::: SOURCE PASSAGE

Alexander Mason Marlow (born January 24, 1986) an American media executive who is currently the editor-in-chief of Breitbart News. Marlow began his career as Andrew Breitbart's editorial assistant, a position which he held for four years. He was hired in 2008 as Breitbart's inaugural managing editor and served as its first employee. Marlow hosts Breitbart News Daily on SiriusXM. He was named to the Forbes 30 Under 30 list for 2015.

Background 
Marlow was born January 24, 1986. His father is Catholic and his mother is Jewish. For high school, he attended Harvard-Westlake School. While a student there, he befriended Andrew Breitbart, who hired him as the first employee at Breitbart News to do odd jobs and minor copy editing. He says that at the time his job was mostly being a "glorified personal assistant" to Breitbart, which subsequently developed into an editorial position as the site became more successful.

Editor of Breitbart
As Editor-in-Chief of Breitbart, Marlow has indicated the key narratives for the website include immigration, the Islamic State, race riots, traditional values, and Hillary Clinton. Marlow has stated Brietbart is not intended to influence, but to report and highlight stories that conservatives consider important, particularly those involving trade, spending, and immigration.

::::::

- TASK LIST:
1 – Please rewrite the paragraph of the Alexander Marlow biography that begins "Marlow was born January 24, 1986" as a bulleted list, keeping its main facts.
2 – List every topic the Alexander Marlow biography names as a key narrative for the website.
3 – Carry on the Alexander Marlow biography from its final sentence.

::: RECORDS SHOWN

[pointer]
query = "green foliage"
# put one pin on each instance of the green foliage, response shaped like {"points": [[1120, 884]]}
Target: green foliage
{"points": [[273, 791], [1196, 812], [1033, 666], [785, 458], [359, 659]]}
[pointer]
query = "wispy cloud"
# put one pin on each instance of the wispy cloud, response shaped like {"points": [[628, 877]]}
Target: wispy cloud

::::::

- ANSWERS TO THE TASKS:
1 –
- Born January 24, 1986
- Father is Catholic; mother is Jewish
- Attended Harvard-Westlake School for high school
- Befriended Andrew Breitbart while a student there
- Breitbart hired him as the first employee at Breitbart News, doing odd jobs and minor copy editing
- He says the job was at first mostly being a "glorified personal assistant" to Breitbart
- The role grew into an editorial position as the site became more successful

2 –
- Immigration
- The Islamic State
- Race riots
- Traditional values
- Hillary Clinton

3 –
It has been reported that some former Breitbart employees believe Marlow privately harbors misgivings with the sites direction, with one suggesting Marlow was the "good cop to the bad cop played by Steve Bannon."

Marlow has denied that Breitbart is a "hate-site", insisting "[t]here's no racism; there's no bigotry. It's about values; it's about fairness." He has also denied allegations of antisemitism, telling NBC News "that we're consistently called anti-Semitic despite the fact that we are overwhelmingly staffed with Jews and are pro-Israel and pro-Jewish. That is fake news."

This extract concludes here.